> Exercise instructions:
1/ From the passage on SARS-CoV-2 antibodies in Red Cross blood donations, quote the text from "The scientists looked" up to and including "in early January.".
2/ According to the passage on SARS-CoV-2 antibodies in Red Cross blood donations, which states did the earliest positive samples come from?
3/ Continue the passage on SARS-CoV-2 antibodies in Red Cross blood donations from its last sentence.

> Text passage:

To do the research, she and her colleagues examined archived samples from blood donations taken by the American Red Cross in December 2019 and January 2020. The donors were in nine states spread across the continental US. They tested those blood samples for signs of specific immune responses that we now know are characteristic of having had a SARS-CoV-2 infection.

The scientists looked for antibodies that work against the spike protein that SARS-CoV-2 uses to enter cells. Out of a total of 7,389 samples, 106 showed signs of infection when tested using the same kind of test that would be used to look for antibodies in many people tested today for COVID-19. The earliest ones, from December 13 to 16, 2019, hailed from the west coast: California, Oregon, and Washington State. The researchers also identified the antibodies among donors in more easterly states in early January.

“The presence of these serum antibodies indicate that isolated SARS-CoV-2 infections may have occurred in the western portion of the United States earlier than previously realized,” they conclude.

The researchers dug deeper into the results for the available samples among those 106 samples that showed signs of infection. They found that the vast majority (84 of the 90 viable samples from the original 106) were able to neutralize the enzymes used in the test. The enzymes basically work to present the antibodies with a chemical problem similar to the one that would be presented by a SARS-CoV-2 cell trying to invade. If the antibodies respond, it shows that they know what SARS-CoV-2 looks like, indicating a previous COVID-19 infection.

> Study material:

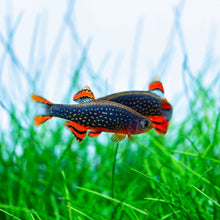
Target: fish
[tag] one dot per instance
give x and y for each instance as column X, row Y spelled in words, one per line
column 94, row 115
column 151, row 104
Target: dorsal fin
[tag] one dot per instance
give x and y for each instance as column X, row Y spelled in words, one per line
column 84, row 95
column 156, row 87
column 117, row 137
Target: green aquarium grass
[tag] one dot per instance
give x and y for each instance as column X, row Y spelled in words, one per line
column 46, row 174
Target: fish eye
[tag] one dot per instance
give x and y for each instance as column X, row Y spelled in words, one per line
column 144, row 124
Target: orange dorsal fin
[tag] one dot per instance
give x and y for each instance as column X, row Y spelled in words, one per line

> Response list:
1/
The scientists looked for antibodies that work against the spike protein that SARS-CoV-2 uses to enter cells. Out of a total of 7,389 samples, 106 showed signs of infection when tested using the same kind of test that would be used to look for antibodies in many people tested today for COVID-19. The earliest ones, from December 13 to 16, 2019, hailed from the west coast: California, Oregon, and Washington State. The researchers also identified the antibodies among donors in more easterly states in early January.

2/ California, Oregon, and Washington State.

3/
But Thornburg and others not involved in the study have noted caution is needed in interpreting their results. Serology—studying blood—can only take you so far in this case.

As the CDC notes, a positive result from an antibody test may mean that the antibodies were produced to combat another infection that uses a similar method to make you sick. In this case, both the common cold and SARS-CoV-2 are coronaviruses, named for the distinctive spike protein they use to get into cells.

“We do not have respiratory samples from these individuals, so they can not be considered ‘cases,’” Thorburg writes. “Many of these reactive samples may be from common cold infections.”

However, she says, the antibodies in at least two of the specimens were “very strongly reactive” to the virus, she notes, “suggesting that at least some may have been from true SARS-CoV-2 infections.

When approached for comment, an expert referred Popular Science to this Twitter thread by Fred Hutch immunologist Trevor Bedford. We also approached Bedford for comment but he had not responded by deadline.

While the authors do a careful investigation of the blood samples, Bedford writes, it seems unlikely that all the reactive cases were the result of SARS-CoV- 2 infections. If 2 percent of blood donors were COVID-positive in December 2019, we probably would have noticed, he writes: “This would translate to millions of infections in the population at large, in which case we would have noticed due to people dying in large numbers.”